DATA LISTING

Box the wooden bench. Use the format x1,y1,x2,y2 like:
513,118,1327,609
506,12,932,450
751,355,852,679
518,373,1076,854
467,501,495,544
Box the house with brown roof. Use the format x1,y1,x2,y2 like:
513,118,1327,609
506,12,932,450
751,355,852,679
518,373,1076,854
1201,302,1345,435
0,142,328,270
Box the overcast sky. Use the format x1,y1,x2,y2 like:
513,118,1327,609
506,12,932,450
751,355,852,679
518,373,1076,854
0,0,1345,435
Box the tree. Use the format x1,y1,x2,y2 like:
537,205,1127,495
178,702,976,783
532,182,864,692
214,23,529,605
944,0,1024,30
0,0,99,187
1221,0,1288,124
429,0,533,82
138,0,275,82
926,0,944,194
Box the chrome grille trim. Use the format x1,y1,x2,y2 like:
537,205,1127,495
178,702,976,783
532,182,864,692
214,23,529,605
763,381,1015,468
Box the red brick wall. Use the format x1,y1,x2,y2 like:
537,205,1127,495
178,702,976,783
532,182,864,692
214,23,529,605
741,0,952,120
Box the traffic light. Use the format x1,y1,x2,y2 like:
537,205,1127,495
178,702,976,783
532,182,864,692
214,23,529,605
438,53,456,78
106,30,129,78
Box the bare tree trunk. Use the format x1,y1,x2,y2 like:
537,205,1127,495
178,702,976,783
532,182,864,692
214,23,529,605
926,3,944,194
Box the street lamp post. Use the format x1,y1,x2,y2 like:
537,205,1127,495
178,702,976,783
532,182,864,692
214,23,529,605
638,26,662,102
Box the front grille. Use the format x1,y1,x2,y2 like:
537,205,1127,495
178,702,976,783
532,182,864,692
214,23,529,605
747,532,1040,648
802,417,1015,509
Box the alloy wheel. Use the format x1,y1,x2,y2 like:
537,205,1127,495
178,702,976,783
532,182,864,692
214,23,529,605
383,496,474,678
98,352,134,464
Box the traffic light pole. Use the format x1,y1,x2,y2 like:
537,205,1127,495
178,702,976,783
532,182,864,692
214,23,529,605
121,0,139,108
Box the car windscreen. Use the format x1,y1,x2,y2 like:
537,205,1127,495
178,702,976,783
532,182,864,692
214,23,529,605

SHORT PROBLEM
Rewrite every item above with "x1,y1,x2,y2" changed to "left,top,right,bottom" wherever it occurs, and keep everything else the same.

CORRECT ANSWER
Box the wooden bench. Use the format left,top,right,bottom like:
513,118,1327,609
506,12,932,450
751,355,852,679
518,373,1076,854
467,501,495,544
Box the house with brown roof. Use the format left,top,right,bottom like:
513,118,1327,609
506,12,932,450
751,355,852,679
518,373,1076,854
1201,302,1345,435
0,142,328,270
Box the overcast sky. Use the format left,top,right,bottom like:
513,118,1327,609
506,12,932,450
751,355,852,679
518,373,1076,854
0,0,1345,435
Box the tree. Use the format left,top,right,bottom like:
537,205,1127,495
178,702,976,783
532,182,864,692
214,23,529,605
944,0,1024,30
0,0,99,187
1221,0,1288,124
429,0,533,82
138,0,275,82
926,0,944,194
Box the chrome grille trim. Use the format left,top,right,bottom like:
537,205,1127,495
178,702,976,783
532,182,864,692
214,23,529,605
763,381,1015,468
Box the red brick wall. Use the format left,top,right,bottom like:
537,205,1127,495
178,702,976,783
532,182,864,692
214,23,529,605
741,0,952,120
Box the traffic light. Use the format left,top,right,bottom like:
537,205,1127,495
178,702,976,783
532,182,864,692
214,23,529,605
438,53,456,78
106,30,129,78
Box the bare tree trunk. Use the format left,top,right,bottom like:
537,205,1127,495
178,702,976,783
532,182,864,692
214,23,529,605
926,3,944,194
Box the street lamp post. Use the format left,top,right,bottom like:
537,205,1127,495
178,702,976,783
532,182,864,692
214,23,529,605
638,26,662,102
Box the front grille. Use the format left,top,right,bottom like:
537,205,1127,495
178,702,976,783
532,182,864,692
214,23,529,605
747,532,1040,648
802,417,1015,509
Box the alloy wheel. Use the format left,top,right,bottom like:
537,205,1127,495
178,702,976,783
532,182,864,692
214,23,529,605
383,496,474,678
98,352,134,464
Box the traffic light pole. Use the format left,top,right,bottom like:
537,205,1127,495
178,702,976,783
532,182,864,692
214,23,529,605
121,0,139,108
Box the car windscreen. Use the format left,top,right,bottom like:
537,205,1127,495
178,702,976,783
532,182,864,692
214,23,529,605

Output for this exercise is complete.